# [Excerpted passage]
The fires are so many and so widespread that satellites flying hundreds of kilometres above the Earth record their presence.
New Delhi: North India faces an annual trauma as winter approaches — the air in the region having more than 200 million people becomes toxic. Fingers are pointed at the hand that feeds India, farmers in the granary of the country are rebuked asking them not to burn agriculture waste in their fields as their action fouls the air in mega cities like New Delhi, Lucknow and Allahabad.
There is no doubt that after the monsoon ends the vast paddy fields in India’s granary Haryana and Punjab turn into cremation grounds where the left-over paddy straw is burnt in vast swathes.
The fires are so many and so widespread that satellites flying hundreds of kilometres above the Earth record their presence. Giving ‘Udta Punjab’ a whole new dirty air dimension.
This is also the time when generally the westerly winds prevail and a giant plume of smoke covers north India. Satellite pictures depict the smoke plume with clarity and alarm bells starting ringing in the corridors of power in India’s capital.

# [Exercise set]
a – Answer these from the crop-burning text:
(i) How many people live in the region whose air turns toxic?
(ii) Which two states are called India's granary?
(iii) Which winds generally prevail at this time of year?
b – In the crop-burning text, condense the paragraph beginning "New Delhi: North India faces an annual trauma" into two sentences, keeping its main facts.
c – Write the next paragraph of the text on crop burning in north India, following on from its final sentence.
The data after this point is separate material and has no connection to the crop-burning text.

# [Supplied information]
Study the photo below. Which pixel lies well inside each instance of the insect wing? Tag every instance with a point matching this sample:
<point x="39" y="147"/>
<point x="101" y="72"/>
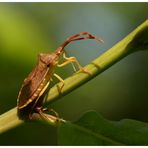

# [Replies]
a –
(i) More than 200 million people.
(ii) Haryana and Punjab.
(iii) The westerly winds.

b – Each year as winter nears, the air across north India, a region of more than 200 million people, becomes toxic. Farmers in the country's granary are blamed and urged to stop burning farm waste in their fields, since the smoke fouls the air in mega cities such as New Delhi, Lucknow and Allahabad.

c –
Last winter, even the Chief Justice of India passed strict orders and even contributed his ritual bit by car-pooling, despite his efforts the air remains toxic. Delhi’s air is a complex cocktail of noxious exhausts from automobiles, industry, thermal power plants and ‘charvested’ or burnt fields. Nobody really knowns who is the bigger culprit.
But it is easy to point fingers at the farmers little realising that behind the farmers burning agricultural waste is deep-deep crisis that is brewing in agriculture and it is hugely interlinked to all the elementary ingredients for a healthy life, air, water and land.